## [Dataset rows]
↓↓↓

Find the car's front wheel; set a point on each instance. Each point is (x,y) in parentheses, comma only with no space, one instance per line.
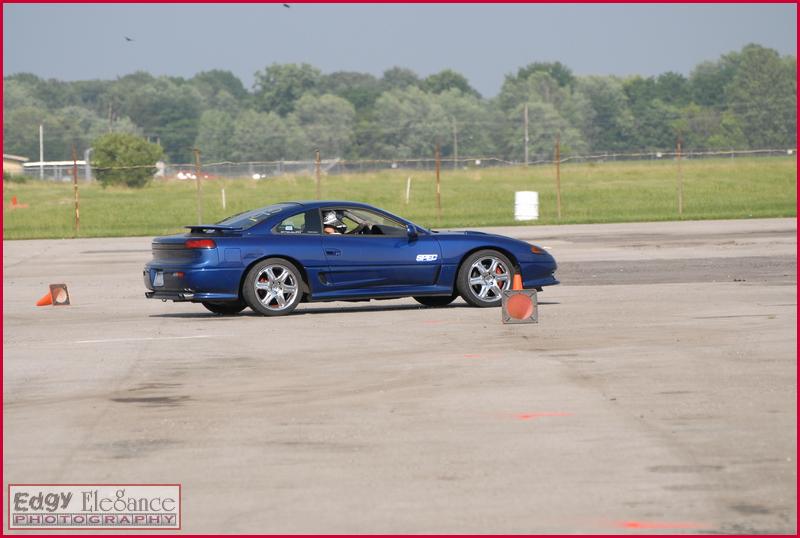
(273,287)
(437,300)
(228,308)
(483,277)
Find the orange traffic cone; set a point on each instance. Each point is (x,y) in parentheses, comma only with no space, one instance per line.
(46,299)
(519,305)
(58,296)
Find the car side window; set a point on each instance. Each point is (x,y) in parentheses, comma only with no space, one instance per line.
(363,222)
(300,223)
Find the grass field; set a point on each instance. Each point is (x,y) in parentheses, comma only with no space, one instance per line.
(598,192)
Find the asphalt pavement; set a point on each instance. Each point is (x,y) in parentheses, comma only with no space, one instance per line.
(657,393)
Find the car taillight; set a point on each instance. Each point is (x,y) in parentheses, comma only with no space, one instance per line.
(200,243)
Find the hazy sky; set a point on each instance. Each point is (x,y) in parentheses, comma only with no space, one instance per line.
(484,42)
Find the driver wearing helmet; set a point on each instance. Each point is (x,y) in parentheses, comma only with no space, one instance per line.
(332,223)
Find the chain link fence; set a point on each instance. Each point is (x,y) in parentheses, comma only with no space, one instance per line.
(63,170)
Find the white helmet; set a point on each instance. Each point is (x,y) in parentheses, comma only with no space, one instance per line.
(330,218)
(333,219)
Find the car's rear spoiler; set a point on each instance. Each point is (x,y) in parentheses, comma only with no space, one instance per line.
(212,228)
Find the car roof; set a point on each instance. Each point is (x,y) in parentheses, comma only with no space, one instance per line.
(312,204)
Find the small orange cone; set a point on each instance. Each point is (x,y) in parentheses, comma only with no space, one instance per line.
(58,296)
(45,300)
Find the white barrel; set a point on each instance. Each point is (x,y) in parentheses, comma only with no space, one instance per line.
(526,205)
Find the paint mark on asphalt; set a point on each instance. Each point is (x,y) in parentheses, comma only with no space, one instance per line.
(143,339)
(532,416)
(663,525)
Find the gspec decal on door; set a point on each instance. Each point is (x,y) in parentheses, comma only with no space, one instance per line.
(427,257)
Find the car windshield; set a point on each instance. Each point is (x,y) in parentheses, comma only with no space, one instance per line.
(248,219)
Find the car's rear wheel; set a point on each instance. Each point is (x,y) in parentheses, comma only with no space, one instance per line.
(483,277)
(438,300)
(273,287)
(228,308)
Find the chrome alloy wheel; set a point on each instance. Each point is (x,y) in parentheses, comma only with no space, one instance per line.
(276,287)
(488,277)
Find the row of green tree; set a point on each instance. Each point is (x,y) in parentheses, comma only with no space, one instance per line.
(744,99)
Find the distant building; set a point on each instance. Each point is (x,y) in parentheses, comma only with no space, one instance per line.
(57,170)
(12,164)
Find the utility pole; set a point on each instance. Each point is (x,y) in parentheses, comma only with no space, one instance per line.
(197,180)
(317,166)
(455,145)
(75,189)
(87,166)
(558,174)
(680,178)
(41,151)
(438,185)
(525,117)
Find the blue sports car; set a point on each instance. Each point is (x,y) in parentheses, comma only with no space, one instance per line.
(273,258)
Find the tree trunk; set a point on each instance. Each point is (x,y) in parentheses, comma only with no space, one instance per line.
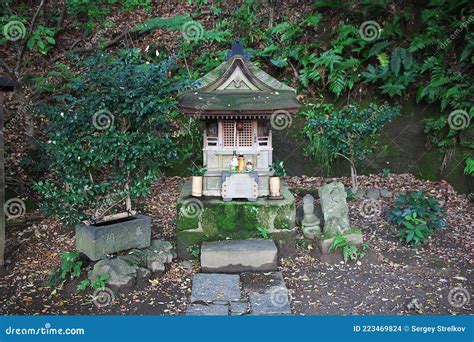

↑↑↑

## [Task directions]
Pick out every line of the records above that contains the string "asphalt". Case counts.

## [The solution]
Find the asphalt pavement; set a point on each instance. Each point is (x,y) in parentheses, comma only with no space, one instance per line.
Find the paint mark on asphalt; set a point on each instance. Each point is (x,y) in parentheses, comma only with no space, one instance per line.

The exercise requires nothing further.